▶ [WORK TO DO]
[A] In the text on VLA interpretability, what explains the policy's brittleness when the scene is perturbed? Answer in one to three sentences.
[B] Answer these questions from the text on VLA interpretability:
(i) What value of k do the trained TopK SAEs use?
(ii) In the random-direction control, what share of episodes shows source behavior?
(iii) What LIBERO override rate does SmolVLA's interleaved fusion reduce the headline result to?

▶ [DOCUMENT]

*****

A fine-tuned Vision-Language-Action (VLA) policy will pick up the alphabet soup and place it in the basket on demand, then drop the soup off the table when an evaluator shifts the basket five centimeters left. We use activation injection to ask what the policy is doing: inject task A's activations into task B's scene at the action expert, and π0.5 executes task A's motor trajectory in 99.6% of episodes (n = 1,968); X-VLA does so in 99.8%. The injected program is bound to absolute workspace coordinates rather than the visible scene, which mechanistically explains the perturbation brittleness reported in concurrent benchmark work. The same intervention framework applied across six VLAs (π0.5, OpenVLA-OFT, X-VLA, SmolVLA, GR00T N1.5, and ACT as a language-free control) on LIBERO, MetaWorld, SimplerEnv, and ALOHA over 420,000+ rollouts surfaces three further findings: language is encoded by every architecture yet behaviorally ignored when vision uniquely identifies the goal; SAE pooling preference splits along architecture lines (π0.5 per-token, X-VLA mean-pool, SmolVLA indifferent); and pathway specialization replicates wherever expert and VLM pathways are separable. SmolVLA's interleaved fusion attenuates the headline to 52.1% LIBERO override, scoping universality. We release Action Atlas, an interactive feature-exploration platform covering all 520+ trained SAEs and 79 identified concepts.
Per-token Sparse Autoencoders + causal interventions for VLA mechanistic interpretability
Methodology overview. Top: activations are recorded from VLA backbone and action expert layers during rollout episodes, then replayed under counterfactual conditions (null prompts, cross-task scenes) to establish causal relationships via behavioral change. Middle: per-token SAEs decompose layer activations into sparse features. Bottom: features are clustered, searched, and causally validated through ablation and steering experiments, with results visualized in Action Atlas.
We train 520+ TopK SAEs (k=64) across all six models with 4–8× expansion. Each action token is processed independently to preserve temporal structure. Feature importance is scored via frequency-weighted contrastive selection (Cohen's d × top-k frequency), recovering 79 aligned manipulation concepts.
We test causality with four injection conditions: null injection (correct prompt to empty string), same-scene steering (redirect to alternate targets), cross-task injection (transfer across visual scenes), and random-direction (norm-matched control: 22% source behavior vs. 99.6% directed).
Concept ablation zeros out specific SAE features during live rollouts, while feature steering scales feature activations by α to amplify or suppress encoded behaviors.

*****

▶ [DATA SHOWN]
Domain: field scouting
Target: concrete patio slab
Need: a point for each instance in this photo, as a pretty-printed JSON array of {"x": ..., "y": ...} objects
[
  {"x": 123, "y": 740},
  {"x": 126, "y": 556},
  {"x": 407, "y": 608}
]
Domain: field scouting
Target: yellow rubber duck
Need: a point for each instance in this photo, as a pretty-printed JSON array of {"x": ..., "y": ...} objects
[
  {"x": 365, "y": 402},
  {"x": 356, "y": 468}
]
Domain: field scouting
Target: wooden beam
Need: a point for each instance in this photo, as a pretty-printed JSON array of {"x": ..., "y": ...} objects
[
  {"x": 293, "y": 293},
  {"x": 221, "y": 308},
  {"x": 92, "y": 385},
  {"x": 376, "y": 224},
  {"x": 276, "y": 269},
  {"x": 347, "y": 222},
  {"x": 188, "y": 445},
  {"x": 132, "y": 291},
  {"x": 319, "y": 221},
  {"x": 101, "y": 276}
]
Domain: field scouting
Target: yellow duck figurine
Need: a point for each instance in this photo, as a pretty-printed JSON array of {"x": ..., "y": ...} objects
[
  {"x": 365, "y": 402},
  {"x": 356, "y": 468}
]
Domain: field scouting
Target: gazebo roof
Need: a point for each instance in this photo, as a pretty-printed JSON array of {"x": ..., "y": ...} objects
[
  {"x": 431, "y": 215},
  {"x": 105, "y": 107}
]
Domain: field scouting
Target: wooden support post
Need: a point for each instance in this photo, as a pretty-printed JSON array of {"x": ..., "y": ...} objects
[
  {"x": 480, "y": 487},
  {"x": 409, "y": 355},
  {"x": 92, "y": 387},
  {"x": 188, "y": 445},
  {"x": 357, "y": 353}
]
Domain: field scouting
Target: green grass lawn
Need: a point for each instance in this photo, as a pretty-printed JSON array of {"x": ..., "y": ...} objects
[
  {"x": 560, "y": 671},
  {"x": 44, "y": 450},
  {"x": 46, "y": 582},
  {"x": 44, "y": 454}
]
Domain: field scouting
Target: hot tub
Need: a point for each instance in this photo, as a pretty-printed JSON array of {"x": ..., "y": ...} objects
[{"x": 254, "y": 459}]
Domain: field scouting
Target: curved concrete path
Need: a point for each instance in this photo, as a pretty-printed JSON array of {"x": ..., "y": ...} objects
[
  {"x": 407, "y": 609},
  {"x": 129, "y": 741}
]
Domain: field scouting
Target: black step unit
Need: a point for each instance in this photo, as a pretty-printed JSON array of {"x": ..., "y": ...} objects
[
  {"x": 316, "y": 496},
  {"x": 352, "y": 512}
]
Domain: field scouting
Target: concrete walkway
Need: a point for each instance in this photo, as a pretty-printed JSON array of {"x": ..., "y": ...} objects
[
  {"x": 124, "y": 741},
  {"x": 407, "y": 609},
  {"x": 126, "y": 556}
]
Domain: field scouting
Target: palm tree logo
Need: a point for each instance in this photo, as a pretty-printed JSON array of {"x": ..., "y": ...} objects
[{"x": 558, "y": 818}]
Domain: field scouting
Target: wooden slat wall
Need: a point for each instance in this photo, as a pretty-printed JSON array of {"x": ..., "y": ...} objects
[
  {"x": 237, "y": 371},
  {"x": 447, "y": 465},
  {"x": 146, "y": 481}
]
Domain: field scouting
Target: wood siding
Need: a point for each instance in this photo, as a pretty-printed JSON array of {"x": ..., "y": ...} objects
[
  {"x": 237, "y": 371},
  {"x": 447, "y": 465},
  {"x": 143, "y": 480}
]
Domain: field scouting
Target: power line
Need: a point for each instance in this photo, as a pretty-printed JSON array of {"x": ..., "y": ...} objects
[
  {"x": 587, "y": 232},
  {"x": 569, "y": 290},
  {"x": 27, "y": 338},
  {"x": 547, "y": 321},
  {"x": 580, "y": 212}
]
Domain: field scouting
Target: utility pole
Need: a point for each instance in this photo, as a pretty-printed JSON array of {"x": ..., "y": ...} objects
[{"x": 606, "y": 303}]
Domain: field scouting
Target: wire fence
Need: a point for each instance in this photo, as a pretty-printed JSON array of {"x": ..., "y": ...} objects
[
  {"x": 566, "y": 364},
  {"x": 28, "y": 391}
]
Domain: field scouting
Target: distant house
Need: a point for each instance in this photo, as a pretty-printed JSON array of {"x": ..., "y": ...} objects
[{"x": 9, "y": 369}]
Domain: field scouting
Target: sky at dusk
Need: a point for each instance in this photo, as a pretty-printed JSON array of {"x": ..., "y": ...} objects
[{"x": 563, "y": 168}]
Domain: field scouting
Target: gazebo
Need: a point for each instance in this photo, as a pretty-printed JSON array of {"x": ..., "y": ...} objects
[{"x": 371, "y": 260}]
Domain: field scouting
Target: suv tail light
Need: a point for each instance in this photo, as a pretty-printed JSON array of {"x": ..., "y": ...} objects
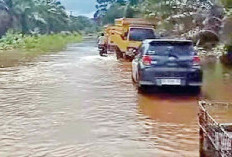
[
  {"x": 196, "y": 60},
  {"x": 146, "y": 60}
]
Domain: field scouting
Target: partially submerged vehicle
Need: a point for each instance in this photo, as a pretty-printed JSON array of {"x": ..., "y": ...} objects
[
  {"x": 125, "y": 37},
  {"x": 167, "y": 62},
  {"x": 215, "y": 137}
]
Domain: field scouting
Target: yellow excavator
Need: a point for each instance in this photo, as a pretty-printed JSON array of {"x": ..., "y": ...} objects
[{"x": 125, "y": 37}]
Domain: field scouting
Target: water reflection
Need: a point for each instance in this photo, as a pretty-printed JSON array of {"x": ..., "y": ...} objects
[{"x": 79, "y": 104}]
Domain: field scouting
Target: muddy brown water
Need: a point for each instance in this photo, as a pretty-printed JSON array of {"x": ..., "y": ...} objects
[{"x": 78, "y": 104}]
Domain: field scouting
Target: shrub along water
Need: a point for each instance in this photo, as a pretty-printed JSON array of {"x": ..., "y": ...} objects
[{"x": 16, "y": 48}]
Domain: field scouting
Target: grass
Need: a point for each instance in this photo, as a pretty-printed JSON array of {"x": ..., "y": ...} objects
[{"x": 16, "y": 48}]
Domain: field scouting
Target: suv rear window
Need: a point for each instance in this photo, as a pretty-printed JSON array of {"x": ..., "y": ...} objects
[
  {"x": 174, "y": 48},
  {"x": 140, "y": 34}
]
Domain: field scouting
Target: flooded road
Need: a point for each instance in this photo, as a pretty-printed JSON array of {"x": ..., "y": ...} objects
[{"x": 76, "y": 103}]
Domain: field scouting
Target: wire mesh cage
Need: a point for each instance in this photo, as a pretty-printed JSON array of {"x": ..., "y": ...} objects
[{"x": 215, "y": 137}]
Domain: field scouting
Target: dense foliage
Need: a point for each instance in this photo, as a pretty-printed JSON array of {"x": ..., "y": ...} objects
[{"x": 39, "y": 16}]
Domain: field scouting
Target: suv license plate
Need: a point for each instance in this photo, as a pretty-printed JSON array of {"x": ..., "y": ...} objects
[{"x": 170, "y": 81}]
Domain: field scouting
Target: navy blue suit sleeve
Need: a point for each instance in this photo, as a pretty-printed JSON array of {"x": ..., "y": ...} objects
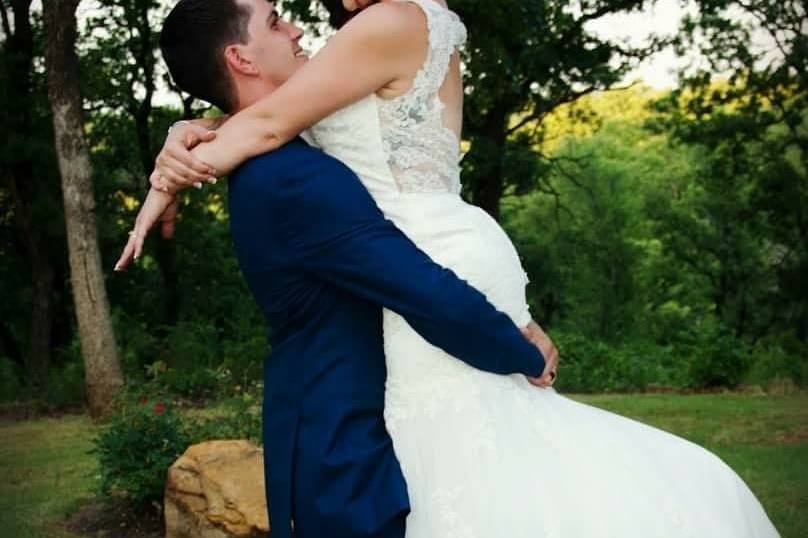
[{"x": 336, "y": 232}]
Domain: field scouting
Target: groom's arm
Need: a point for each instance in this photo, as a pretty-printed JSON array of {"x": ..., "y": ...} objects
[{"x": 335, "y": 231}]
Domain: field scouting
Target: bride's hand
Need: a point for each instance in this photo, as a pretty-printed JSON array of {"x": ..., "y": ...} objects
[
  {"x": 536, "y": 336},
  {"x": 158, "y": 206},
  {"x": 176, "y": 168}
]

*****

▶ [ANSWERS BY TASK]
[A] The injected program is bound to absolute workspace coordinates rather than to the visible scene. This binding mechanistically explains the perturbation brittleness reported in concurrent benchmark work, such as the policy dropping the soup off the table when the basket is shifted five centimeters left.

[B]
(i) k=64
(ii) 22%
(iii) 52.1%